- [Задания]:
• a. Ответьте на вопросы по тексту об Альтдорфере, пометив ответы так же:
(i) Какое произведение Альтдорфера названо первым известным нам и каким годом оно датировано?
(ii) Какие стихии в небе «Битвы Александра Македонского с Дарием» борются с огнем?
(iii) К каким художникам ведут связи от картин Альтдорфера с тихой, мирной природой?
• b. Пожалуйста, продолжите текст об Альтдорфере после его последнего предложения.

Виднейшим пейзажистом дунайской школы является, несомненно, А. Альтдорфер. Его можно наряду с Патиниром смело назвать первым европейским художником, в творчестве которого пейзаж занял определяющее место. Действующим пространством его сцен из жития апостолов и святых (Франциска, Иеронима, Иоанна, Георгия), евангельских сюжетов (Рождество Христово, поклонение волхвов и пр.), алтарей является природа – величественная, одушевленная, сопереживающая. По мнению О. Бенеша, взгляд Альтдорфера на природу перекликается с учением его младшего современника Г. Парацельса, который, одушевляя природу, уподоблял растение человеку; «Их рост – подобен росту человека; оно имеет кору как кожу, корень как голову и волосы; оно имеет тело и чувство; его чувствительность в его стволе; оно умрет, если вы его повредите». И наоборот: «Тело – дерево, а жизнь – огонь, который сжигает его»49.

Уже в первом известном нам произведении Альтдорфера «Казнь св. Екатерины» (1506) пейзаж определяет эмоциональный строй картины. Склонившиеся деревья, кажется, мучительно переживают происходящее, ветер взметает пыль; линии нервны и беспокойны. Это не ясный, полный покоя и гармонии ландшафт итальянцев. Такого эмоционального напряжения природы ранее не знала европейская живопись.

Символична «Семья дикого человека»: люди живут еще в густом «готическом» лесу, но в нем уже виден просвет, выход в иной мир, мир, который можно освоить и тем переменить свою жизнь на лучшую, более светлую.

Хрестоматийной стала небольшая картина «Св. Георгий» (1510). Всадника и поверженного им дракона почти не видно. Все поглощает чудовищно разросшийся, дикий лес. Это уже движение к «чистому» пейзажу, начало которому также положил Альтдорфер (еще пример – «Дунайский ландшафт у Регенсбурга», 1529).

В «Битве Александра Македонского с Дарием» (1529) Альтдорфер показал себя мастером панорамного, уже знакомого нам космического пейзажа высокого эмоционального накала, на земле сражаются люди, а в небе происходит яростная схватка стихий: вода и эфир борются с огнем.

Холсты Альтдорфера с их духовной насыщенностью, смелостью и беспокойностью колорита, высокой символичной нагруженностью стали провозвестниками романтического направления в немецком и европейском пейзаже. Но от Альтдорфера тянутся нити не только к К. Д. Фридриху и Ван Гогу; у него есть и образы тихой, мирной природы, с ее вечным спокойствием и очарованием, картины, в которых изображена, выражаясь словами Парацельса, «магия зелени, магия леса, магия ландшафтов с их дорогами и реками». От этих картин прослеживаются связи, ведущие к А. Эльсхаймеру и Г. Роберу.

Так уже на заре своего появления, в эпоху Возрождения, пейзажный жанр достиг в творчестве Джорджоне, Брейгеля, Альтдорфера первых своих вершин. В эту же эпоху сформировались и основные типы европейского пейзажа, получившие в последующие столетия законченное воплощение и которые – пока еще условно – можно обозначить как идеально-классицистический, реалистический и романтический.

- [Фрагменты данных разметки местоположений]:

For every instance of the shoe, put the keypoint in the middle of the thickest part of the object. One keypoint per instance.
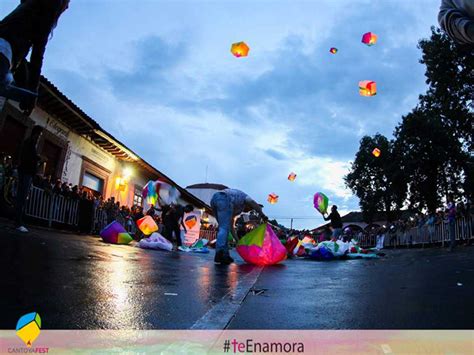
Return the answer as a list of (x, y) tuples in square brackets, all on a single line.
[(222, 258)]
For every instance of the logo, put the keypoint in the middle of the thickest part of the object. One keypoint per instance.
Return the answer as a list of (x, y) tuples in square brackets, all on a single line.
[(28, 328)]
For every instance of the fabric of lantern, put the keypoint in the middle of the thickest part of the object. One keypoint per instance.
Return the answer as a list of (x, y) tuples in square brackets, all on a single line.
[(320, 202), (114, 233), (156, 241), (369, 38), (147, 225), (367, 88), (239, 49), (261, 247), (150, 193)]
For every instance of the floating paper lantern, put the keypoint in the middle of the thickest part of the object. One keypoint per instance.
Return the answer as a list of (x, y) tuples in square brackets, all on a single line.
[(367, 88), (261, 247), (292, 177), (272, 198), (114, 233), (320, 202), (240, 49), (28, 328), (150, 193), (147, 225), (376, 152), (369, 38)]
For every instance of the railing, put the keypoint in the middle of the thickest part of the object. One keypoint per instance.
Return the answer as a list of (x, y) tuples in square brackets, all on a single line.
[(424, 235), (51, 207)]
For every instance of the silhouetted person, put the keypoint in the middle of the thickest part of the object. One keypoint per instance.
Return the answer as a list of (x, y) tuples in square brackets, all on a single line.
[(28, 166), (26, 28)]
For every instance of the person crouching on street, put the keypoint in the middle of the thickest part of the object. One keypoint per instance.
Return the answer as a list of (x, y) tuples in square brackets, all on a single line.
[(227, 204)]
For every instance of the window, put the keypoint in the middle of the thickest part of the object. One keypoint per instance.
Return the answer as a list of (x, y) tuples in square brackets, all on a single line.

- [Ответы]:
• a.
(i) «Казнь св. Екатерины», 1506 год.
(ii) Вода и эфир.
(iii) К А. Эльсхаймеру и Г. Роберу.

• b.
2.3. Мир картины и картина мира. Классицизм, барокко, реализм

Эпоха Возрождения, которая обычно ассоциируется в нашем представлении с блестящими, но краткими десятилетиями высокого Ренессанса (конец XV – первая треть ХVI в.) и нередко воспринимается как революционное, взрывное явление, была на самом деле продолжительной. Процесс перестройки средневекового уклада и мышления медленно распространялся во времени и пространстве. Примерно три столетия – действительно целая эпоха – понадобились для этого Западной Европе. Не наша задача заниматься периодизацией этого процесса в его национальных вариантах (проторенессанс, раннее, высокое и позднее Возрождение, Реформация, Контрреформация и пр.) и датировками. Так или иначе, к XVII веку он в основном завершился.

Развитие точных и естественных наук, изобретение пороха, книгопечатания, компаса, великие географические открытия были высшими достижениями в познавательной сфере, но они же нанесли удар антикизирующим традициям и вообще мировоззренческим основам Возрождения, подготовив наступление Нового времени. Коперник «остановил Солнце и привел в движение Землю» (надпись на его памятнике в Торуни). Знаменательно, что научное обоснование своей гелиоцентрической системы он дополнил эстетическим: «В середине всех этих орбит находится Солнце, ибо может ли прекрасный этот светоч быть помещен в другом лучшем месте, откуда он мог бы все освещать собой?»50. Земля перестала быть центром Вселенной и потеряла свою исключительность. А вместе с нею и человек стал лишь песчинкой в бескрайних системах мироздания, Джордано Бруно за эти идеи, высказанные в диалогах «О бесконечности Вселенной и мирах», был осужден на «смерть без пролития крови». Но научную мысль, естественно, убить было невозможно. Человек лишился ранее принадлежавшего ему, так сказать, автоматически звания венца творения; но он ощутил возможность добиваться господства над природой своим разумом, волей и трудом. Стремление к познанию и преобразованию природы стало центральной идеей мировоззрения и практики наступающей эпохи.

Основы этого мировоззрения заложил Ф. Бэкон, один из величайших мыслителей, изучавших природу. В «Новой Атлантиде» он провозгласил: «Целью нашего общества является познание причин и скрытых сил всех вещей и расширение власти человека над природой, покуда все не станет для него возможным»51. По Бэкону, все служит человеку, он же извлекает и получает пользу из каждой окружающей его вещи… так что складывается впечатление, что все они существуют не ради себя, а ради него»52.

Бэконовская идея главенства человека над природой, прогрессивная для своей эпохи, оказала огромное влияние на отношение общества к окружающей среде вплоть до нашего времени. Подобный же прагматический подход к природе, при всем различии общей философской позиции, был характерен и для другого великого философа эпохи – Р. Декарта: «зная силу и действие огня, воды, воздуха, звезд, небес и всех других окружающих нас тел так же отчетливо, как мы знаем различные занятия наших ремесленников, мы могли бы точно таким же способом использовать их для всевозможных применений и тем самым сделаться хозяевами и господами природы»53.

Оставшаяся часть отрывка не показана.